▶ _TEXT SECTION_:
--------------------

The receiving opening 15 in each of the two end parts 2, 3 forms a respective damping element of a device for end position damping of the piston 4. For that purpose, it cooperates with a second damping element, which is provided on the piston 4 and has a respective telescoping damping pin, which upon the approach of the piston to its respective end position is insertable in sealed fashion into the respective receiving opening 15, in order to define a damping chamber, which encloses pressure medium which effects a pneumatic damping of the piston motion upon the throttled outflow from the receiving opening.

The second damping element, cooperating with the receiving opening 15, has a cylindrical sleeve 19, which is supported for limited axial longitudinal displacement on the piston rod 8 on the side of the piston 4 toward the end part 2 on the cylindrical bush 11 on the side of the piston toward the other end part 3. On its side toward the respective end part 2, 3, the sleeve 11 is chamfered on the outside at 22, while on its diametrically opposed end it is formed with an annular flange 23, which defines a stop face 24 oriented toward the respective end part 2, 3. In the face end of the piston toward it, the annular flange 23 of each of the two sleeves 19 has a respective annular groove 25, which is capable of receiving the entire annular flange 23, as will be described in detail hereinafter.

--------------------

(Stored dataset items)
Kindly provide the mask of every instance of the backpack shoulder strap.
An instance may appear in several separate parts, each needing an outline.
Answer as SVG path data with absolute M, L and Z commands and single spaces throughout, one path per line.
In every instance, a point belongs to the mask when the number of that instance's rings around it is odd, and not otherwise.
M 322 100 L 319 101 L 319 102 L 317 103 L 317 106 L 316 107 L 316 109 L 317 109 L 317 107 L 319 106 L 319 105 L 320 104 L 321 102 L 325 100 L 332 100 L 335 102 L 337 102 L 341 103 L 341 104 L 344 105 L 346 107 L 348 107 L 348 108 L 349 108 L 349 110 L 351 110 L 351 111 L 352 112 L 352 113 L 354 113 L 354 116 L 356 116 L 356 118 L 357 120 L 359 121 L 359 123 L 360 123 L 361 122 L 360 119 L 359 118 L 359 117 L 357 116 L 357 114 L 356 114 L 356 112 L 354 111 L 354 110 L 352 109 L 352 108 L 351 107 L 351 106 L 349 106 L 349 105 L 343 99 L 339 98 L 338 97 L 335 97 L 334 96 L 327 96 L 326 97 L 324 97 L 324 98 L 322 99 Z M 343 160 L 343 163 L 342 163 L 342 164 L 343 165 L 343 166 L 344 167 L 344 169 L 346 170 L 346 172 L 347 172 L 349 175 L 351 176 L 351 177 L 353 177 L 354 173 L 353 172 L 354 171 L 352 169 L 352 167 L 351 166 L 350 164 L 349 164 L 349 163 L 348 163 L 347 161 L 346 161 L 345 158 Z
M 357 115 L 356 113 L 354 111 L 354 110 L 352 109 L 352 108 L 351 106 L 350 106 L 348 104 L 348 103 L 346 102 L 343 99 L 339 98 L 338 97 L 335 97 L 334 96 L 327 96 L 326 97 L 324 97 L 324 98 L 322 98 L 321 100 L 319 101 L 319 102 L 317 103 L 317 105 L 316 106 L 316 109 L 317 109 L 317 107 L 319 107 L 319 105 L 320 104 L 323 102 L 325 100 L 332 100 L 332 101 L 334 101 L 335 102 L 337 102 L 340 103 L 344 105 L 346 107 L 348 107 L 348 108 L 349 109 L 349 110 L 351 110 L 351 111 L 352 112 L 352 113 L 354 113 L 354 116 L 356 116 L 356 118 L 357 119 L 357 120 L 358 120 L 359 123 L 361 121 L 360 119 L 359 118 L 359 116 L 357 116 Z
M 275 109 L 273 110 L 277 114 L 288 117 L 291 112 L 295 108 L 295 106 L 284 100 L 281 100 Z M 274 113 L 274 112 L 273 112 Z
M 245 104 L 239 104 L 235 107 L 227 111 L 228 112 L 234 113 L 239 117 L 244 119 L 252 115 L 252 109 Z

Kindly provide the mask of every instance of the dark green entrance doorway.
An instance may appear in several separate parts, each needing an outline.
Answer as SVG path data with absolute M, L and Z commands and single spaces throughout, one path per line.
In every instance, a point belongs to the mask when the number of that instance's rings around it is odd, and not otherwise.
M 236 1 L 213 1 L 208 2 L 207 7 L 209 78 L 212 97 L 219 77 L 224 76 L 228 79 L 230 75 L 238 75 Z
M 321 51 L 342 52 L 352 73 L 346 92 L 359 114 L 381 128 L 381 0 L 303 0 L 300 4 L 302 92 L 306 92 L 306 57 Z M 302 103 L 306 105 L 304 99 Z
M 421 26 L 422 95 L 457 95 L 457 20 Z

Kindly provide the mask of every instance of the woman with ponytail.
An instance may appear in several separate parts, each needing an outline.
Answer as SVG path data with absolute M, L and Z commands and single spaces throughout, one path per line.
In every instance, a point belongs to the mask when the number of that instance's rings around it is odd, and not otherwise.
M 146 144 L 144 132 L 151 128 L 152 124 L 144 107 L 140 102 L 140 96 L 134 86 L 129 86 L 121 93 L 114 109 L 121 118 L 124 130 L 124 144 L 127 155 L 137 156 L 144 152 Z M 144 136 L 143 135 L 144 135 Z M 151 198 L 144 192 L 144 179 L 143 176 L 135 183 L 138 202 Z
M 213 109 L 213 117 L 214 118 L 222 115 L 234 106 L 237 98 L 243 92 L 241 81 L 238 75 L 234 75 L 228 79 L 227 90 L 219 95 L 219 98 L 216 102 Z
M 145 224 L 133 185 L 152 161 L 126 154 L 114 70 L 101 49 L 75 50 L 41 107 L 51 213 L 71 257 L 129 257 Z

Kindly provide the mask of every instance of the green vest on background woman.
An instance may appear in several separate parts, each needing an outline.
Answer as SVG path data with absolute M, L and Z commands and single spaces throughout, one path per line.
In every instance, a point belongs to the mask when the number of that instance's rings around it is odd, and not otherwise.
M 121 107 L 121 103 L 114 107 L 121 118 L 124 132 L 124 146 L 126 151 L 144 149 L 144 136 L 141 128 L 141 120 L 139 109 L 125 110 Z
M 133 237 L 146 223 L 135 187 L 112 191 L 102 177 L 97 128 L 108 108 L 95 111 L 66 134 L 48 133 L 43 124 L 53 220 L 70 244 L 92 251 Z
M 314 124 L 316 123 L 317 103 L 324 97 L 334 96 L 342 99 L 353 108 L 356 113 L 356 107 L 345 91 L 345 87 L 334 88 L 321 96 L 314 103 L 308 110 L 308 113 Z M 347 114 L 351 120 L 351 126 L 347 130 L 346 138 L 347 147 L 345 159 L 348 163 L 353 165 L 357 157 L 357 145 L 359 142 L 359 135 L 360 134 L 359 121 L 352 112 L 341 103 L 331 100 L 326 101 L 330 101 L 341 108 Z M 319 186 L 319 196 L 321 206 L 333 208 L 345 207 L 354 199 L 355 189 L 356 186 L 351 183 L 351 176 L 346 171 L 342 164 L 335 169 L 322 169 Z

--------------------

▶ _PROBLEMS TO WORK ON_:
[a] Duplicate the part of the piston damping text that opens with the words containing "The second damping" and closes with "in detail hereinafter.".
[b] Pick up the text on piston end position damping after its final sentence and carry it on.

▶ _ANSWERS GIVEN_:
[a]
The second damping element, cooperating with the receiving opening 15, has a cylindrical sleeve 19, which is supported for limited axial longitudinal displacement on the piston rod 8 on the side of the piston 4 toward the end part 2 on the cylindrical bush 11 on the side of the piston toward the other end part 3. On its side toward the respective end part 2, 3, the sleeve 11 is chamfered on the outside at 22, while on its diametrically opposed end it is formed with an annular flange 23, which defines a stop face 24 oriented toward the respective end part 2, 3. In the face end of the piston toward it, the annular flange 23 of each of the two sleeves 19 has a respective annular groove 25, which is capable of receiving the entire annular flange 23, as will be described in detail hereinafter.

[b]
As can be seen particularly from the detail “Z” in FIG. 3, each sleeve 19, in the region of its inner wall, has an annular shoulder 26, which cooperates with a corresponding annular shoulder 27 near the free end of the tube 11 on one side of the piston and with an annular shoulder 28 on the piston rod 8 on the other side of the piston. The annular shoulders 27, 28 are spaced apart from the respective adjacent face end of the piston so far, and are adapted in such a way to the length of the sleeve 19, that in the first terminal position, far from the piston, shown in FIG. 1, in which the annular shoulders 26, 27 and 26, 28 rest on one another, the two sleeves 19 with their annular flange 23 are at the same axial spacing from the adjacent face end of the piston, and that in a second terminal position, near the piston, the flange 24 is in each case received entirely in the respective annular groove 25, as is shown in FIG. 6 for the sleeve 19 associated with the end part 3.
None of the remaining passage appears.